Task description:
Search the listing for the string "coffee". Copy every line that has it.

Extracted material:
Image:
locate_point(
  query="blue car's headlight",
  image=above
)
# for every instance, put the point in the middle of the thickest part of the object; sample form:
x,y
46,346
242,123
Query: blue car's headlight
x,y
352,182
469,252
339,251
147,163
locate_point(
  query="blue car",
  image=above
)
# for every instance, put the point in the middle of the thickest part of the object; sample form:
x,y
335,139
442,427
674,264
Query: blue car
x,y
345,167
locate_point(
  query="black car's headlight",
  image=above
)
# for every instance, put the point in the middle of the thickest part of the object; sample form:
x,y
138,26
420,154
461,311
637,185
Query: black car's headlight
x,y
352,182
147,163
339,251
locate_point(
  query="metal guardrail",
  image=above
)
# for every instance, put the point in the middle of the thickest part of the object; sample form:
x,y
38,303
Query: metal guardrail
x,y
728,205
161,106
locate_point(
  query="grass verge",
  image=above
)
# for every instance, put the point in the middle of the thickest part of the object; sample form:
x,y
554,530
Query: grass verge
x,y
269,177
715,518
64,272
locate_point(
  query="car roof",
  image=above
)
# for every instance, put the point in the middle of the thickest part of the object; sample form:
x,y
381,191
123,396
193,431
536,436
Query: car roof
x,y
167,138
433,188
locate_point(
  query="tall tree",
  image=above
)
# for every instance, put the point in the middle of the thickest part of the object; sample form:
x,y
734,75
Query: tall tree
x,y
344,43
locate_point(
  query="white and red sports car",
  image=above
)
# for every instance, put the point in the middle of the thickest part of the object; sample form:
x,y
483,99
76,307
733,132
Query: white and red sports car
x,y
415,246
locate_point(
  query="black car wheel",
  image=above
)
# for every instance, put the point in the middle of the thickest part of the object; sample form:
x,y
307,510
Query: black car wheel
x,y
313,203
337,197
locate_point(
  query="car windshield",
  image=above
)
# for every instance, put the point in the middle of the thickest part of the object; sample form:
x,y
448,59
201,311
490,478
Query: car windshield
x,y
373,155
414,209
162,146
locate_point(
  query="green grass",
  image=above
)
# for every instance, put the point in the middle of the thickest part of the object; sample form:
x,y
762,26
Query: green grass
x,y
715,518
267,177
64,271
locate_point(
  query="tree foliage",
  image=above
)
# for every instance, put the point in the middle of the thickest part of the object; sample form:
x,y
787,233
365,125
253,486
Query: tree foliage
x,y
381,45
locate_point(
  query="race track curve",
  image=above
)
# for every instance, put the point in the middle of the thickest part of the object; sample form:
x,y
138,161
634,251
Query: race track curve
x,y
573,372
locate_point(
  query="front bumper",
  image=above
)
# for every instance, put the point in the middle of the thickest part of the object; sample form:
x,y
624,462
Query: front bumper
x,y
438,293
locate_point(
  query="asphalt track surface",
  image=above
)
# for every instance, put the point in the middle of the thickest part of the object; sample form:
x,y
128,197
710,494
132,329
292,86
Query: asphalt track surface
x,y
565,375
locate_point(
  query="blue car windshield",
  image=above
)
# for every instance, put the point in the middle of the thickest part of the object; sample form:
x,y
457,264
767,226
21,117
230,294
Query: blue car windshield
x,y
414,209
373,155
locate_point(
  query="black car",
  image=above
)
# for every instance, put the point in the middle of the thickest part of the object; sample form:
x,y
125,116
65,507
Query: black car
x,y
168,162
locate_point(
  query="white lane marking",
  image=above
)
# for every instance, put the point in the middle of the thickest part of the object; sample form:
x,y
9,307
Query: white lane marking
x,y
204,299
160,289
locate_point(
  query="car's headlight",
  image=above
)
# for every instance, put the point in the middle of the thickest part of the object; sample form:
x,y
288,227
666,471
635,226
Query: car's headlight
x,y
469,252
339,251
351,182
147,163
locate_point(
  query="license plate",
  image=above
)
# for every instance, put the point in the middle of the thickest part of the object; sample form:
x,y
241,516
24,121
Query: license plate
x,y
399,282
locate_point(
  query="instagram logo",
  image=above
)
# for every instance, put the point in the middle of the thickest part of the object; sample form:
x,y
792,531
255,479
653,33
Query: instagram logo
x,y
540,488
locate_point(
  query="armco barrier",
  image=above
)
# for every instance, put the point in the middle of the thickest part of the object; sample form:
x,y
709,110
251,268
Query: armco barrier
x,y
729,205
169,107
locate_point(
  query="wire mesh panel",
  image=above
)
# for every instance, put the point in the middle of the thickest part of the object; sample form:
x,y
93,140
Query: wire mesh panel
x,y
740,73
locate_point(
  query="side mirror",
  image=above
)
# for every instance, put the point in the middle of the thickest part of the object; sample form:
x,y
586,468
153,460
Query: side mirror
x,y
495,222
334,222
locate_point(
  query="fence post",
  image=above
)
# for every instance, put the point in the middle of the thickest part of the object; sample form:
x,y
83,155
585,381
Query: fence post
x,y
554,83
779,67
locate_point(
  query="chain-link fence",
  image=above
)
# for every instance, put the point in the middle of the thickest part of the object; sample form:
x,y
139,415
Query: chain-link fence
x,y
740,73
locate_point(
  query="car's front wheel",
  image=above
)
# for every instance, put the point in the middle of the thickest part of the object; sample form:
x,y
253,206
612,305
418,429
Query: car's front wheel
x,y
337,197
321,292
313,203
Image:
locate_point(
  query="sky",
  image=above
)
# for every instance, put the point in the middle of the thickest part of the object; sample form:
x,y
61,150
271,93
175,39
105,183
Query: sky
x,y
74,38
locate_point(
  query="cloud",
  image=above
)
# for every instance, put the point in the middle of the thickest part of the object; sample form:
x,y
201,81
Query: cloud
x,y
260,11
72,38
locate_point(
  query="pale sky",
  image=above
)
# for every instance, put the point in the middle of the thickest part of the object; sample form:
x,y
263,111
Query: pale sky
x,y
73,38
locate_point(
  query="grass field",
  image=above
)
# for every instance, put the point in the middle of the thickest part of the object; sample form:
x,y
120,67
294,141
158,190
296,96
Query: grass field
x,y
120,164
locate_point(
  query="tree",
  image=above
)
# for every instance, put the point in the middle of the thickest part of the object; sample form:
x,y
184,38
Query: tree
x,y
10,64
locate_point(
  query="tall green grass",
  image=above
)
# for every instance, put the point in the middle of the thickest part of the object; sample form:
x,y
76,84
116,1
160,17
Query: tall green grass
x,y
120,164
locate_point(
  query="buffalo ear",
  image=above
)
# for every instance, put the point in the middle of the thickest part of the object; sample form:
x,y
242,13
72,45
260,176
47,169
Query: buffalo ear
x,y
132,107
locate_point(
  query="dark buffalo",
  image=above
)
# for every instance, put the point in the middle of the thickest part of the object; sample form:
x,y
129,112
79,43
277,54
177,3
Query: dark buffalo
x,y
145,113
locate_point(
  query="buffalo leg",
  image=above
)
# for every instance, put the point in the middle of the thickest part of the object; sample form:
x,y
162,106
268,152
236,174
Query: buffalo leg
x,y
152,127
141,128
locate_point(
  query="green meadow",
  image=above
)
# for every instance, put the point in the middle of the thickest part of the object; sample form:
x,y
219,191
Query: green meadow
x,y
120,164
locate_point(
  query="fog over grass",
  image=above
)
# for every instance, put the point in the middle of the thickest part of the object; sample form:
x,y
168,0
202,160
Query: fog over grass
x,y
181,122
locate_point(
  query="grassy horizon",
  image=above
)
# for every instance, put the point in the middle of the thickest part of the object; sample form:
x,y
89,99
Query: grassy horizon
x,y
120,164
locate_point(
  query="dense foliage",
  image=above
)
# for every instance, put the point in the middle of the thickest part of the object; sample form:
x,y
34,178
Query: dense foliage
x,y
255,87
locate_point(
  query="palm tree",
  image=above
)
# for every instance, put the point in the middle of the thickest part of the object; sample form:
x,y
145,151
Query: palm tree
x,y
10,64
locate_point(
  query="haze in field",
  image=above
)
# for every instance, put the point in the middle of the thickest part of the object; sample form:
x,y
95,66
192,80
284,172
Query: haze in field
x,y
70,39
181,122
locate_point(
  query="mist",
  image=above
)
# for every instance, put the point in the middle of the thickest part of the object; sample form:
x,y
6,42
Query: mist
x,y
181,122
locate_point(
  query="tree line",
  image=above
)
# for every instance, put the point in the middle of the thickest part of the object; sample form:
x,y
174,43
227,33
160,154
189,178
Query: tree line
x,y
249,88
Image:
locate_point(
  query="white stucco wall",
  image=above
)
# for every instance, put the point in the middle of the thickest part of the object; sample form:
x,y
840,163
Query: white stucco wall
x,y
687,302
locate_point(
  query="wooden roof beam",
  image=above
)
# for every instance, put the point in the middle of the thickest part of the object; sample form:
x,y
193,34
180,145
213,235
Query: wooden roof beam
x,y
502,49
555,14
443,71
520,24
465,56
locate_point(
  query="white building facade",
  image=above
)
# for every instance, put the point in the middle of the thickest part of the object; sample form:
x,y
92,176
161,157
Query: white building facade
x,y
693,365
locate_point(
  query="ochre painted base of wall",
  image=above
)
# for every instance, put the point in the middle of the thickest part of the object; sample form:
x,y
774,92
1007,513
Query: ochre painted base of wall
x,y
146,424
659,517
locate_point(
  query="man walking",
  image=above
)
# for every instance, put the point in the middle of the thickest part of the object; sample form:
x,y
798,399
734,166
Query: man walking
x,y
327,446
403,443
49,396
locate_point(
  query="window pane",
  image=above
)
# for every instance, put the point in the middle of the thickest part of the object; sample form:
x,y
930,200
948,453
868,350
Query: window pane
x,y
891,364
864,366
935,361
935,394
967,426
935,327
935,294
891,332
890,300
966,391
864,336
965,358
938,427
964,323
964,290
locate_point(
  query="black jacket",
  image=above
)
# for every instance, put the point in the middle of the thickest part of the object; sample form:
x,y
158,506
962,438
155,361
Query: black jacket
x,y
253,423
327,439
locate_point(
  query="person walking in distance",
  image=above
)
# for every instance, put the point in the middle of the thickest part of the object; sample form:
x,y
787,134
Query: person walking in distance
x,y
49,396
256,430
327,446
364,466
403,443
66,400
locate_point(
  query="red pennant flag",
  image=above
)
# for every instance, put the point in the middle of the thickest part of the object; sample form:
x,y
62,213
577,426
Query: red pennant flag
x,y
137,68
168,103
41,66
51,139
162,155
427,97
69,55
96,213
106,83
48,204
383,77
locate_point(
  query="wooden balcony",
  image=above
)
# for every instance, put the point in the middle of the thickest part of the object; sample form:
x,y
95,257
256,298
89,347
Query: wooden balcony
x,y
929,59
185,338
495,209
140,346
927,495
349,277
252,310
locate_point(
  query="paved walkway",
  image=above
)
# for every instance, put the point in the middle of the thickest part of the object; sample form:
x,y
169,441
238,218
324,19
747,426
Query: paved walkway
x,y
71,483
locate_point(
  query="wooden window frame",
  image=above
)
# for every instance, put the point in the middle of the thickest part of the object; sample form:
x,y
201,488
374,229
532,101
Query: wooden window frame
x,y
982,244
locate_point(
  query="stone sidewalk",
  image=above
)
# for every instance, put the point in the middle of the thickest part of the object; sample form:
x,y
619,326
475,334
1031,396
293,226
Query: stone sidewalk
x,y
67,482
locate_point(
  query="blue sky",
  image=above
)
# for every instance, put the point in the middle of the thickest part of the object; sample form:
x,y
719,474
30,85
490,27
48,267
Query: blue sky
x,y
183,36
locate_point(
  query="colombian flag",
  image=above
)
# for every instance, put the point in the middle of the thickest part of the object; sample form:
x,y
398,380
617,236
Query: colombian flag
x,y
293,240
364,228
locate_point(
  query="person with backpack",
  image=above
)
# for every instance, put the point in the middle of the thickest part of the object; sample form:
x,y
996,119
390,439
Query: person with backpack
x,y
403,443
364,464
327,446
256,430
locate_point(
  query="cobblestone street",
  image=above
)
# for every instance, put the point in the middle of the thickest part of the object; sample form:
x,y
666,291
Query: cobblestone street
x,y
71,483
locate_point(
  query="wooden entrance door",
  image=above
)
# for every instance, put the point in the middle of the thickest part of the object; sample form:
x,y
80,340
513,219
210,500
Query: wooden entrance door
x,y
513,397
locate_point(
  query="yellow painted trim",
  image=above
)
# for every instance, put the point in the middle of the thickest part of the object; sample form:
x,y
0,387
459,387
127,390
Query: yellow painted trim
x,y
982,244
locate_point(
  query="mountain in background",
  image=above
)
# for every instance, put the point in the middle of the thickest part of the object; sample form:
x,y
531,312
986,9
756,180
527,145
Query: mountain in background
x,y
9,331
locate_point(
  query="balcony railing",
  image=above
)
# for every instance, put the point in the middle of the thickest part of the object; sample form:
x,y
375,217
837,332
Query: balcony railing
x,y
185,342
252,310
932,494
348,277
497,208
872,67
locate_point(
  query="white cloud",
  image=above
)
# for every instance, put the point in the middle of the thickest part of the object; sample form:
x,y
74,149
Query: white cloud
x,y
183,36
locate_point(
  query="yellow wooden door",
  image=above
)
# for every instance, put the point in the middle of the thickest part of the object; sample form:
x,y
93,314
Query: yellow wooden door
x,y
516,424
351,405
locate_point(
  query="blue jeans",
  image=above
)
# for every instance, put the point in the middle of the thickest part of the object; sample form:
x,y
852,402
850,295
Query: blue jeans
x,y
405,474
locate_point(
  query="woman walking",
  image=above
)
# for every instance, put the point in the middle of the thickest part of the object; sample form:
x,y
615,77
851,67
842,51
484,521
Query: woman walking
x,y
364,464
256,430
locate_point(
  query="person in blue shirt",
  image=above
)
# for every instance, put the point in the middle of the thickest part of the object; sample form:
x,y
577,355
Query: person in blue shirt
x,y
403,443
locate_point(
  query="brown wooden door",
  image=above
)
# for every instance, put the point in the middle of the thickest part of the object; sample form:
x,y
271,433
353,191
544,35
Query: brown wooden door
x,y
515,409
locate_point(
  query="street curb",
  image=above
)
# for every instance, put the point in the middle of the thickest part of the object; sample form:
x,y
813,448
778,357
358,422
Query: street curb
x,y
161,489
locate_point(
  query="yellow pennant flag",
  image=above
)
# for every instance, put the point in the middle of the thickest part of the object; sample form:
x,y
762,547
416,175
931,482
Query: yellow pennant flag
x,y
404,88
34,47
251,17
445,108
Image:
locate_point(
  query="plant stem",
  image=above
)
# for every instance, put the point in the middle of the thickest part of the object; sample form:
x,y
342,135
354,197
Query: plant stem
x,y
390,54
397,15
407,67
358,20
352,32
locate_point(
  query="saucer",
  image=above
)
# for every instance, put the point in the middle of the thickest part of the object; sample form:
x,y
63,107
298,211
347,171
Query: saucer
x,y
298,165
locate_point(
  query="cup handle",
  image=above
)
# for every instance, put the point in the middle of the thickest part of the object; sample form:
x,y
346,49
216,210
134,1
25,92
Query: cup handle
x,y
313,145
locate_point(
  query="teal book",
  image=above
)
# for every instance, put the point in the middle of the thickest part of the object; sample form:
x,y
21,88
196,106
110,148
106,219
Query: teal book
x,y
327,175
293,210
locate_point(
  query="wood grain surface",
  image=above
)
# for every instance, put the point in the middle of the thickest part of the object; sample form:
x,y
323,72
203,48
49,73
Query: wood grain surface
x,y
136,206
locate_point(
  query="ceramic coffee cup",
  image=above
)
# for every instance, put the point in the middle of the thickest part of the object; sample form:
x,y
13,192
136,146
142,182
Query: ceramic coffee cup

Answer for the task:
  query="ceramic coffee cup",
Query: ceramic coffee cup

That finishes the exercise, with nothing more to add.